Add 53 to every coordinate in the answers, and write out again only the records from the line that contains "Could you point out the mud" through the end of the records, with the requests included.

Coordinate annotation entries

━━━━━━━━━━━━━━━━

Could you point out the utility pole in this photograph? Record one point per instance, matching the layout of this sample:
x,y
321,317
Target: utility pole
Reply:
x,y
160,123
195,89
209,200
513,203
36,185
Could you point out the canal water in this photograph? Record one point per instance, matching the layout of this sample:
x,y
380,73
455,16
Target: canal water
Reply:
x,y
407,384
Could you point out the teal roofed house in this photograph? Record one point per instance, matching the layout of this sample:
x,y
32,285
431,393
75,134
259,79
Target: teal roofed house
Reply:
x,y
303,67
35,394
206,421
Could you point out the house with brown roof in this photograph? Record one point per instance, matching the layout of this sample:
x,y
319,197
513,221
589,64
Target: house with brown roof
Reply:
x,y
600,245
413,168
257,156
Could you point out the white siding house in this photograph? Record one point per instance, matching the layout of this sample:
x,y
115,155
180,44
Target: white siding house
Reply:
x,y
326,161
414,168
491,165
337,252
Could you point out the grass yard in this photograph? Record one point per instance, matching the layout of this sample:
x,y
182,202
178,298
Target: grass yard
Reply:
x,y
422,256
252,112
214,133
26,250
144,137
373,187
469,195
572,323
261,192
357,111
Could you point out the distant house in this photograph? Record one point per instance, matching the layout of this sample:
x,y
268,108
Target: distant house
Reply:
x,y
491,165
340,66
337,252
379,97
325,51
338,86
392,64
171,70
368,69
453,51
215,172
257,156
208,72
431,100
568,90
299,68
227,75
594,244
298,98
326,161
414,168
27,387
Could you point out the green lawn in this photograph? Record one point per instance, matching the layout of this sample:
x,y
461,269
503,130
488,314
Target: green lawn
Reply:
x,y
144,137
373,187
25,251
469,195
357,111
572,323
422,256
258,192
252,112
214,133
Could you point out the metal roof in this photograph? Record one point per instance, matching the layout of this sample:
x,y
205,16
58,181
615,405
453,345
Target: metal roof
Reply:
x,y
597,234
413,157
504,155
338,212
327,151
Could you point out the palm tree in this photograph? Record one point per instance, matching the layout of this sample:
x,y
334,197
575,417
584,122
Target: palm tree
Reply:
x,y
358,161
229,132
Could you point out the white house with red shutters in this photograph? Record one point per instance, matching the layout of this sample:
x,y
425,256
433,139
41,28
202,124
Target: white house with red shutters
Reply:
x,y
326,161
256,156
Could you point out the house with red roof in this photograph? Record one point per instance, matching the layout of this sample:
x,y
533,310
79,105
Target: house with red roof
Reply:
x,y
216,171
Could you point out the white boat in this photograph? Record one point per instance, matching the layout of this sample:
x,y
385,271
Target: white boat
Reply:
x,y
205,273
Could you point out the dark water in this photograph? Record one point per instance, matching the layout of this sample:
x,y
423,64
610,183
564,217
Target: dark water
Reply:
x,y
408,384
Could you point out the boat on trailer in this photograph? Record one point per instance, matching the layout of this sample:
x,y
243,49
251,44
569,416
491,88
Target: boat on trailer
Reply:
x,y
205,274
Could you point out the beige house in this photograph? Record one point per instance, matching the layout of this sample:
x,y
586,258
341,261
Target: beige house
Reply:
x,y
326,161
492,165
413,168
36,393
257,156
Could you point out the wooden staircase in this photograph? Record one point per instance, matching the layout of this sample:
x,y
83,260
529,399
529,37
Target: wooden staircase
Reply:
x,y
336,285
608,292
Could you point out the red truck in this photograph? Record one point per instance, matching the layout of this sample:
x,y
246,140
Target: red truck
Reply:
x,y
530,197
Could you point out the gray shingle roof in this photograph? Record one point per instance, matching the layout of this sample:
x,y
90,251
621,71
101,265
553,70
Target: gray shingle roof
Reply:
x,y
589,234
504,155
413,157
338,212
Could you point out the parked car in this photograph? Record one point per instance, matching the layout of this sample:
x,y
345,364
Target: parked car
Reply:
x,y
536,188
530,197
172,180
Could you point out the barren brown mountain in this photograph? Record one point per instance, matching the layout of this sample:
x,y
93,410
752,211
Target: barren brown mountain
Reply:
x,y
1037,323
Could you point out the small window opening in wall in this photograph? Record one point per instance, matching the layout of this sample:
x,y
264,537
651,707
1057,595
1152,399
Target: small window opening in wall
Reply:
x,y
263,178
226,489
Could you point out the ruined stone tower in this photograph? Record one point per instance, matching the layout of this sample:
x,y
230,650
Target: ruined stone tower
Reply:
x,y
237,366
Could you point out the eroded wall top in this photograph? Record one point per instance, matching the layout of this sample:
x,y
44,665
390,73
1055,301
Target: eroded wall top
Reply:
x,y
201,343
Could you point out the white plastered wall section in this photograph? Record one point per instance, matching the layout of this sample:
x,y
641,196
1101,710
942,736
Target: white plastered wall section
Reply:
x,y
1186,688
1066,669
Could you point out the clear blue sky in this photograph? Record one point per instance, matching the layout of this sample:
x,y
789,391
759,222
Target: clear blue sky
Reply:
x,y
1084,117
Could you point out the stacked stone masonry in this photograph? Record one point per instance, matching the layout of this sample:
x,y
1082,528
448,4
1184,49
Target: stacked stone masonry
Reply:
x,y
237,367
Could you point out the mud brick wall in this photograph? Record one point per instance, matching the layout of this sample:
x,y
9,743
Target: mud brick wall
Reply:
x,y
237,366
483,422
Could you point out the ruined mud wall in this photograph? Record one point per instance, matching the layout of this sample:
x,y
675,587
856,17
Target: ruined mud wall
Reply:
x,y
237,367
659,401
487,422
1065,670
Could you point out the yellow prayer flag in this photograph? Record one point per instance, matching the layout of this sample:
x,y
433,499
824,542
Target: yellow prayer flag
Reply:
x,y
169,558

━━━━━━━━━━━━━━━━

> Final answer
Could you point out the mud brick wall in this photograph? Record one point per instance, matching the layout of this sample:
x,y
9,743
Target: mud brick wall
Reply:
x,y
290,419
536,475
Could you point out the ruined mud wall in this photograph? Record one point per instance, matching the layout of this sample:
x,y
675,587
856,17
Target: ruined mud wall
Reply:
x,y
290,420
712,454
540,475
1118,723
Could you point out the yellow prayer flag in this photograph? Record one point per instance, matching the layout of this sample:
x,y
433,499
824,542
Target: yellow prayer flag
Reply:
x,y
222,611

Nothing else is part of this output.